Items from a labeling collection:
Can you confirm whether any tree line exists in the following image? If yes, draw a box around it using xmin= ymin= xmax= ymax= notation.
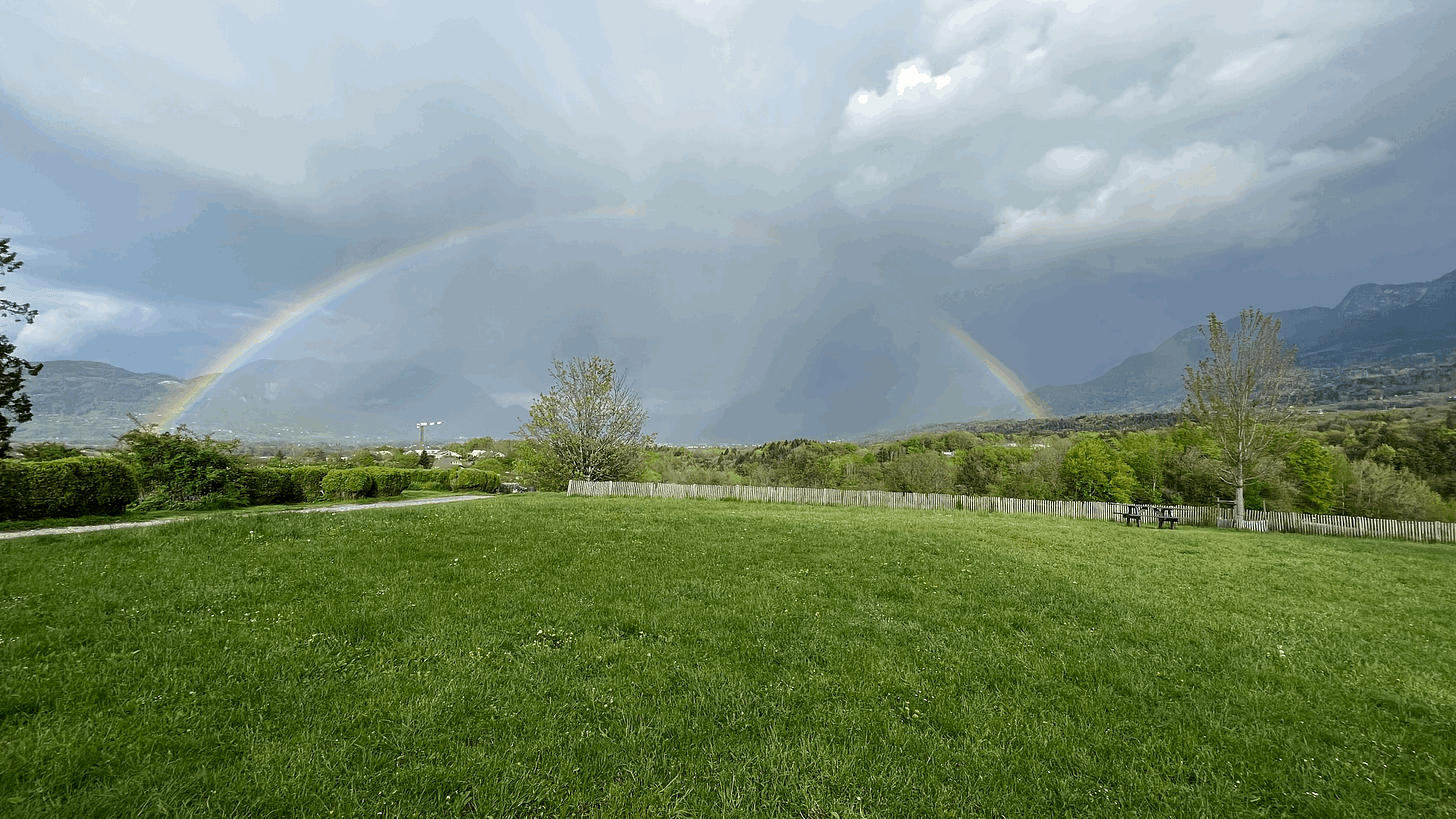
xmin=638 ymin=410 xmax=1456 ymax=520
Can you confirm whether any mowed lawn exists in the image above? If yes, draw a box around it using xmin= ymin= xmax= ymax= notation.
xmin=0 ymin=494 xmax=1456 ymax=818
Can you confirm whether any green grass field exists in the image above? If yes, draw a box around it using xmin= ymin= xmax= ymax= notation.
xmin=0 ymin=494 xmax=1456 ymax=818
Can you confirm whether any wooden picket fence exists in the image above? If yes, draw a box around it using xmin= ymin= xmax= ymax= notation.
xmin=566 ymin=481 xmax=1456 ymax=544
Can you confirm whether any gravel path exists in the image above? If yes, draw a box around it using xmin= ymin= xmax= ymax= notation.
xmin=0 ymin=495 xmax=496 ymax=541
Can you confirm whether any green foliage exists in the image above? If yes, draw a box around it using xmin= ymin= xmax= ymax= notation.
xmin=368 ymin=466 xmax=409 ymax=497
xmin=16 ymin=442 xmax=86 ymax=461
xmin=1182 ymin=307 xmax=1307 ymax=519
xmin=1335 ymin=461 xmax=1446 ymax=520
xmin=517 ymin=356 xmax=652 ymax=490
xmin=1061 ymin=436 xmax=1137 ymax=503
xmin=288 ymin=465 xmax=329 ymax=501
xmin=0 ymin=494 xmax=1456 ymax=819
xmin=319 ymin=469 xmax=377 ymax=500
xmin=0 ymin=458 xmax=138 ymax=520
xmin=1284 ymin=439 xmax=1335 ymax=514
xmin=885 ymin=447 xmax=955 ymax=494
xmin=409 ymin=469 xmax=450 ymax=491
xmin=450 ymin=469 xmax=501 ymax=493
xmin=0 ymin=230 xmax=41 ymax=458
xmin=118 ymin=424 xmax=248 ymax=509
xmin=242 ymin=466 xmax=304 ymax=506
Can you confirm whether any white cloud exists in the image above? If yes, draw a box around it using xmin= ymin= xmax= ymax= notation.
xmin=6 ymin=274 xmax=162 ymax=361
xmin=840 ymin=0 xmax=1408 ymax=143
xmin=1025 ymin=146 xmax=1107 ymax=188
xmin=957 ymin=140 xmax=1390 ymax=267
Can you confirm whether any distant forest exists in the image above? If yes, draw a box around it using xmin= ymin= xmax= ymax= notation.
xmin=110 ymin=404 xmax=1456 ymax=522
xmin=644 ymin=407 xmax=1456 ymax=520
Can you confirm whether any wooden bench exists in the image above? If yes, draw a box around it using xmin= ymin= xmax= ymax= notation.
xmin=1153 ymin=506 xmax=1178 ymax=529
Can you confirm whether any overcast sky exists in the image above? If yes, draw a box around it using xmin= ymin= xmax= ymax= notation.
xmin=0 ymin=0 xmax=1456 ymax=442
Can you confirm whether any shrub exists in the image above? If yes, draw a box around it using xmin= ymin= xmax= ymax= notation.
xmin=0 ymin=458 xmax=140 ymax=520
xmin=368 ymin=466 xmax=411 ymax=497
xmin=288 ymin=466 xmax=329 ymax=501
xmin=1061 ymin=436 xmax=1137 ymax=503
xmin=409 ymin=469 xmax=450 ymax=490
xmin=319 ymin=469 xmax=374 ymax=500
xmin=450 ymin=469 xmax=501 ymax=493
xmin=118 ymin=426 xmax=248 ymax=509
xmin=243 ymin=466 xmax=303 ymax=506
xmin=1335 ymin=461 xmax=1444 ymax=520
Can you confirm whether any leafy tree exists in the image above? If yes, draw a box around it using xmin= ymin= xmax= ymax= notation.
xmin=1061 ymin=436 xmax=1137 ymax=503
xmin=116 ymin=415 xmax=248 ymax=509
xmin=1284 ymin=439 xmax=1335 ymax=514
xmin=16 ymin=442 xmax=86 ymax=461
xmin=885 ymin=449 xmax=955 ymax=494
xmin=515 ymin=356 xmax=654 ymax=490
xmin=1182 ymin=307 xmax=1305 ymax=522
xmin=0 ymin=227 xmax=41 ymax=458
xmin=1338 ymin=461 xmax=1443 ymax=520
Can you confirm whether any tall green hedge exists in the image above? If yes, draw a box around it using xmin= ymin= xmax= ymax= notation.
xmin=364 ymin=466 xmax=412 ymax=497
xmin=242 ymin=466 xmax=303 ymax=506
xmin=319 ymin=469 xmax=377 ymax=500
xmin=0 ymin=458 xmax=140 ymax=520
xmin=406 ymin=469 xmax=450 ymax=490
xmin=288 ymin=466 xmax=329 ymax=501
xmin=450 ymin=469 xmax=501 ymax=493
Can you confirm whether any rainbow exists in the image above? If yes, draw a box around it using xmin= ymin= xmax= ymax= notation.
xmin=151 ymin=207 xmax=639 ymax=430
xmin=930 ymin=319 xmax=1050 ymax=418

PROBLEM DESCRIPTION – Rewrite all of the records with every "draw a box around it" replaced by "outline it with a box", keeping everything else unchanged and leaving the pictures out.

TASK RESULT –
Can you confirm whether any tree line exists in the following image? If yes, outline it with a box using xmin= ymin= xmax= ymax= notation.
xmin=638 ymin=410 xmax=1456 ymax=520
Can you confirm whether any mowed lawn exists in the image above? If yes, outline it with a box using xmin= ymin= xmax= ymax= notation.
xmin=0 ymin=494 xmax=1456 ymax=818
Can you confirm whether any green grass field exists in the image above? If yes, outline it with a box using xmin= ymin= xmax= ymax= notation.
xmin=0 ymin=494 xmax=1456 ymax=818
Can you confirm whether any wooden picket fence exists in the image above? If yes, outline it with a box using xmin= ymin= xmax= ymax= notation.
xmin=566 ymin=481 xmax=1456 ymax=544
Can you confirm whether any gravel path exists in the image above? If yes, outline it with a box using xmin= ymin= xmax= ymax= notation.
xmin=0 ymin=495 xmax=496 ymax=541
Can you confirm whether any green foliage exists in the image above? If yes, outline it with a box using xmin= ymin= xmax= ymax= notation.
xmin=368 ymin=466 xmax=409 ymax=497
xmin=16 ymin=442 xmax=86 ymax=461
xmin=1182 ymin=307 xmax=1307 ymax=519
xmin=1335 ymin=461 xmax=1446 ymax=520
xmin=517 ymin=356 xmax=652 ymax=490
xmin=1061 ymin=436 xmax=1137 ymax=503
xmin=288 ymin=465 xmax=329 ymax=501
xmin=0 ymin=494 xmax=1456 ymax=819
xmin=319 ymin=469 xmax=377 ymax=500
xmin=0 ymin=458 xmax=138 ymax=520
xmin=1284 ymin=439 xmax=1335 ymax=514
xmin=885 ymin=447 xmax=955 ymax=494
xmin=409 ymin=469 xmax=450 ymax=491
xmin=450 ymin=469 xmax=501 ymax=493
xmin=0 ymin=230 xmax=41 ymax=458
xmin=118 ymin=424 xmax=248 ymax=509
xmin=242 ymin=466 xmax=304 ymax=506
Can you confirm whether any white cloud exists in the image above? If yes, outline it with a box using xmin= ymin= xmax= ymax= notation.
xmin=6 ymin=274 xmax=162 ymax=361
xmin=840 ymin=0 xmax=1408 ymax=143
xmin=1025 ymin=146 xmax=1107 ymax=188
xmin=957 ymin=140 xmax=1390 ymax=267
Can you confirm whether any distant forest exists in the image above? If yes, outline it with a box using xmin= ymin= xmax= ymax= notation.
xmin=110 ymin=404 xmax=1456 ymax=522
xmin=644 ymin=407 xmax=1456 ymax=520
Can you confirm whether any wooden bench exists in the image above? If yes, outline it with a box using xmin= ymin= xmax= ymax= notation.
xmin=1153 ymin=506 xmax=1178 ymax=529
Can you confirm whether any overcast sky exists in the image above? If yes, outline it with a box using xmin= ymin= xmax= ymax= notation.
xmin=0 ymin=0 xmax=1456 ymax=442
Can you confirm whether any shrub exists in the image above? If yes, outline it with a box using xmin= ymin= xmax= ymax= notation.
xmin=0 ymin=458 xmax=140 ymax=520
xmin=368 ymin=466 xmax=411 ymax=497
xmin=288 ymin=466 xmax=329 ymax=501
xmin=1061 ymin=436 xmax=1137 ymax=503
xmin=409 ymin=469 xmax=450 ymax=490
xmin=319 ymin=469 xmax=374 ymax=500
xmin=450 ymin=469 xmax=501 ymax=493
xmin=118 ymin=426 xmax=248 ymax=509
xmin=243 ymin=466 xmax=303 ymax=506
xmin=1335 ymin=461 xmax=1444 ymax=520
Can you confirm whether any leafy tree exists in the image above? If yes, outline it with a box using xmin= ymin= xmax= ymax= notation.
xmin=1061 ymin=436 xmax=1137 ymax=503
xmin=116 ymin=415 xmax=248 ymax=509
xmin=1284 ymin=439 xmax=1335 ymax=514
xmin=16 ymin=442 xmax=86 ymax=461
xmin=885 ymin=449 xmax=955 ymax=494
xmin=515 ymin=356 xmax=654 ymax=490
xmin=1182 ymin=307 xmax=1305 ymax=522
xmin=0 ymin=227 xmax=41 ymax=458
xmin=1338 ymin=461 xmax=1443 ymax=520
Can you confirm whether any tall green hedge exists in the image above? If yes, outline it with a box using xmin= ymin= xmax= ymax= notation.
xmin=364 ymin=466 xmax=412 ymax=497
xmin=242 ymin=466 xmax=303 ymax=506
xmin=319 ymin=469 xmax=377 ymax=500
xmin=0 ymin=458 xmax=140 ymax=520
xmin=406 ymin=469 xmax=450 ymax=490
xmin=288 ymin=466 xmax=329 ymax=501
xmin=450 ymin=469 xmax=501 ymax=493
Can you confirm whether any rainbow exists in the image above? If yes, outline it with a box using xmin= ymin= xmax= ymax= notation.
xmin=151 ymin=207 xmax=639 ymax=430
xmin=930 ymin=319 xmax=1050 ymax=418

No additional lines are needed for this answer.